=== Exercise brief ===
Give the number of lines in the records below that contain the word "bush". State only that number.

Referring expression data
◇ ◇ ◇ ◇

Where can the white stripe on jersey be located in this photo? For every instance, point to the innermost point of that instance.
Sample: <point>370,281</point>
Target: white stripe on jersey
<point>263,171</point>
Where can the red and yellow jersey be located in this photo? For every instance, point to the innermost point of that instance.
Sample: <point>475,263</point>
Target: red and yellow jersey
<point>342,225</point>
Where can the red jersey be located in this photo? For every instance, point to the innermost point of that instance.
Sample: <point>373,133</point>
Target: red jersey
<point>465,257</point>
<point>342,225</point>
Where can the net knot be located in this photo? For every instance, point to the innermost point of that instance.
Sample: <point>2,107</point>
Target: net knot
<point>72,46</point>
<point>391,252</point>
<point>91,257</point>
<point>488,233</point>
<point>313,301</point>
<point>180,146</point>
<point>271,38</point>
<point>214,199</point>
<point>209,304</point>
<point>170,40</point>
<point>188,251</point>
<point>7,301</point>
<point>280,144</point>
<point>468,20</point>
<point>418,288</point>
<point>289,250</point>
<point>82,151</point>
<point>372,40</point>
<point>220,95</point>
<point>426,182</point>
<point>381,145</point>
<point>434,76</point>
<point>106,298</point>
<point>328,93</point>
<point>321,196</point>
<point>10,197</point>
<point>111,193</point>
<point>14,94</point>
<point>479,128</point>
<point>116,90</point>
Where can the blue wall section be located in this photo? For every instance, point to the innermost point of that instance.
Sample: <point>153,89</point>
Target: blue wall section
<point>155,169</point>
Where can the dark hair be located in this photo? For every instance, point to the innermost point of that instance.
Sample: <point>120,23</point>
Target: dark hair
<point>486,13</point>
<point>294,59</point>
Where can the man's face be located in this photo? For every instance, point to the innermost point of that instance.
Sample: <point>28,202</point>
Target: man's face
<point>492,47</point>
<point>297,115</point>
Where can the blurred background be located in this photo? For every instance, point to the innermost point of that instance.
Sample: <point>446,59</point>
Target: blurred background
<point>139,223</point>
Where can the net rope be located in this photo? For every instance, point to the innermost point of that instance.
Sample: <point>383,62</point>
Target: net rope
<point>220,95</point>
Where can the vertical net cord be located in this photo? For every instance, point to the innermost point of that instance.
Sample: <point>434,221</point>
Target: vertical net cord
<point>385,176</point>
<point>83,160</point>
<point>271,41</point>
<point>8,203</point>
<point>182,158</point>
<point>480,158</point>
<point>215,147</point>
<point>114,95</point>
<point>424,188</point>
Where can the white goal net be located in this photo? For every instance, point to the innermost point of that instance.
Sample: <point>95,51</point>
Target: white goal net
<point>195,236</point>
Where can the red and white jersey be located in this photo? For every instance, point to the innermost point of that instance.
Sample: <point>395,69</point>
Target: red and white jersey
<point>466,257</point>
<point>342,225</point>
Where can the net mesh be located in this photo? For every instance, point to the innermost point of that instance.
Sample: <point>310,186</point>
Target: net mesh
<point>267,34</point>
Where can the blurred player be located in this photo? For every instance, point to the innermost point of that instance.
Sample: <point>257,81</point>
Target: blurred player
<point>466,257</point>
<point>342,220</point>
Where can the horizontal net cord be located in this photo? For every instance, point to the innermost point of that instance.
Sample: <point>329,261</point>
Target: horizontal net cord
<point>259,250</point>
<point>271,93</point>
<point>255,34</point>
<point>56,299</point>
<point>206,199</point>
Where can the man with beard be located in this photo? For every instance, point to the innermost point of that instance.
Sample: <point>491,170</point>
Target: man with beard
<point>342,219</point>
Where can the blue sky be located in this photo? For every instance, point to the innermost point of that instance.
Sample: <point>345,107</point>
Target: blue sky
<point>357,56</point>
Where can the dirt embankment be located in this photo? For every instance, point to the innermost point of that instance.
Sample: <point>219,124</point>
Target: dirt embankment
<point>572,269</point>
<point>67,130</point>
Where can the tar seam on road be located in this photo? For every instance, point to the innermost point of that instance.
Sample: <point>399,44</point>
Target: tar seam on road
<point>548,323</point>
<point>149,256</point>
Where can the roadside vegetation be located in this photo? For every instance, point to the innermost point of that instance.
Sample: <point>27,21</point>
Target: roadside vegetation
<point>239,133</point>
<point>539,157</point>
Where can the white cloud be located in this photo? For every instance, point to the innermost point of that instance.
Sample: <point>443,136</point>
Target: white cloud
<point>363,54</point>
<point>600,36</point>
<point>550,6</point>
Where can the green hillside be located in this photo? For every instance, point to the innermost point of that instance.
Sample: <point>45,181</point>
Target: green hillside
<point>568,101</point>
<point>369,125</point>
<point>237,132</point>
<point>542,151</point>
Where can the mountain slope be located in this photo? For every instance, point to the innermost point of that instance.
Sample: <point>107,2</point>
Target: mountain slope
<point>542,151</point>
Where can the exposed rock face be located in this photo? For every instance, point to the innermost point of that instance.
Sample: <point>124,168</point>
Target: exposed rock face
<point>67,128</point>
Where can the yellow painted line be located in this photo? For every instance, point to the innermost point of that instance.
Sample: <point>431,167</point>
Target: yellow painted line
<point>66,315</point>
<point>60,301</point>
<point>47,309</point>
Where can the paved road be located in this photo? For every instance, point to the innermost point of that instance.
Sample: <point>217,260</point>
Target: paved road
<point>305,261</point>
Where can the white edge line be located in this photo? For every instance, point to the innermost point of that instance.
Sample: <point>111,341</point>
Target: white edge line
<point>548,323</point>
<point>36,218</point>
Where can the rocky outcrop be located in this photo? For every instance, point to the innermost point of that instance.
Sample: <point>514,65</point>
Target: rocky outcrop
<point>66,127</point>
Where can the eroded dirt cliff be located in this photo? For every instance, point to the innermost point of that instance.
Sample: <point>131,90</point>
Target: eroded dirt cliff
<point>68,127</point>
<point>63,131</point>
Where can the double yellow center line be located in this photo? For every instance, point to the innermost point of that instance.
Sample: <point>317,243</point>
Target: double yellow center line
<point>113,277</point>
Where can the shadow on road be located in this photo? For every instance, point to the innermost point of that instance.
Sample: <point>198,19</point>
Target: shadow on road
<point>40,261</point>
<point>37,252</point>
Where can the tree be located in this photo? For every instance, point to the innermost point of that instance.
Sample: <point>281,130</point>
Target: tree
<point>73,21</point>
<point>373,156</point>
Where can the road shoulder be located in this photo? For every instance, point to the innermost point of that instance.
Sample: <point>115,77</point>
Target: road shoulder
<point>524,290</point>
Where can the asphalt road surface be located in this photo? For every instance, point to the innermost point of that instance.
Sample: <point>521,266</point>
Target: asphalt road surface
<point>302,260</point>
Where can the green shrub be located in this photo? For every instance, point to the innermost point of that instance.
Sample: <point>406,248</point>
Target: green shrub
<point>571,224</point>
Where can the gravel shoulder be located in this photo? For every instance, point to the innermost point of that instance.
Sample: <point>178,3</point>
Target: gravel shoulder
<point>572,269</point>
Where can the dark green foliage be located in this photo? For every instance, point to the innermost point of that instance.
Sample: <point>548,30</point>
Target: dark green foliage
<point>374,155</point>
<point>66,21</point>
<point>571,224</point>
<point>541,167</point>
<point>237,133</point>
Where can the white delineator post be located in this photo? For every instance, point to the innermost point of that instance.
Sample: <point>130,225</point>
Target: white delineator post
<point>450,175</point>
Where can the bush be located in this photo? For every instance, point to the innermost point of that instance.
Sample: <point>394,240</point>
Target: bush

◇ ◇ ◇ ◇

=== Answer for the task ===
2